▸ **Tasks to perform**
(1) According to the Druid 0.11.0 release notes, what name does the Scan query now use for the time column?
(2) Translate this sentence from the Druid 0.11.0 release notes into Spanish: "Custom query extensions will need to implement the new interface."

==== Passage provided ====

Please see http://druid.io/docs/0.11.0-rc2/querying/lookups.html for the current API.

Migrating to Double columns

Prior to 0.11.0, the Double* aggregators would store column values on disk as Float while performing aggregations using Double representations.

PR #4491 allows the Double aggregators to store column values on disk as Doubles. Due to concerns related to rolling updates and version downgrades, this behavior is disabled by default and Druid will continue to store Double aggregators on disk as floats.

To enable Double column storage, set the following property in the common runtime properties:

druid.indexing.doubleStorage=double

Users should not set this property during an initial rolling upgrade to 0.11.0, as any nodes running pre-0.11.0 Druid will not be able to handle Double columns created during the upgrade period. Users will also need to reindex any segments with Double columns if downgrading from 0.11.0 to an older version. Please see #4944 and #4605 for more information.

Scan query changes

The Scan query has been moved from extensions-contrib to core Druid. As part of this migration: https://github.com/druid-io/druid/pull/4751, the scan query's handling of the time column has changed.

The time column is now is returned as "__time" rather than "timestamp", it is no longer included if you do not specifically ask for it in your "columns", and it is returned as a long rather than a string.

Users can revert the Scan query's time handling to the legacy extension behavior by setting "legacy" : true in their queries, or setting the property druid.query.scan.legacy = true. This is meant to provide a migration path for users that were formerly using the contrib extension.

Extension Interface Changes

Aggregator double column support

The Aggregator interface has gained a getDouble() method, which defaults to casting the result of getFloat(). The getDouble() method should be re-implemented for any custom aggregators that can support doubles.

See https://github.com/druid-io/druid/pull/4595 for more details.

QueryRunner interface change

The QueryRunner interface has changed and the old run() method has been removed, replaced by a new method that accepts a QueryPlus object.

Custom query extensions will need to implement the new interface.

Please see https://github.com/druid-io/druid/pull/4184 and https://github.com/druid-io/druid/pull/4482 for more details.

Filter interface change

The Filter.getBitmapResult() method no longer has a default implementation: https://github.com/druid-io/druid/pull/4481

Custom filter extensions will need to provide an implementation for getBitmapResult() now.

==== Recorded data ====

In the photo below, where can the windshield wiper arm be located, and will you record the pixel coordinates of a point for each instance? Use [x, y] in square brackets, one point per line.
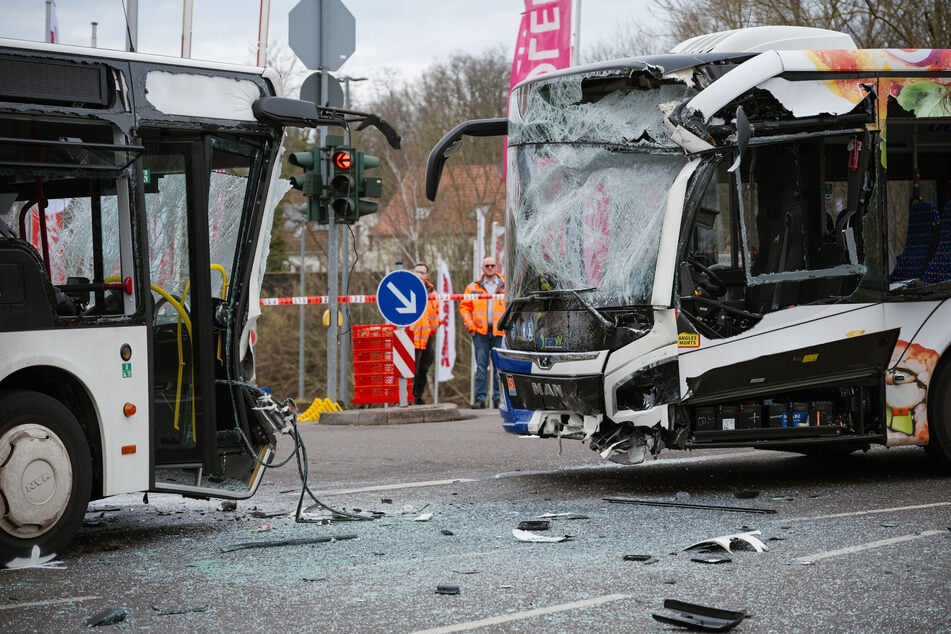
[576, 293]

====

▸ **Answers to the exercises**
(1) The time column is now returned as "__time" rather than "timestamp".

(2) Las extensiones de consulta personalizadas tendrán que implementar la nueva interfaz.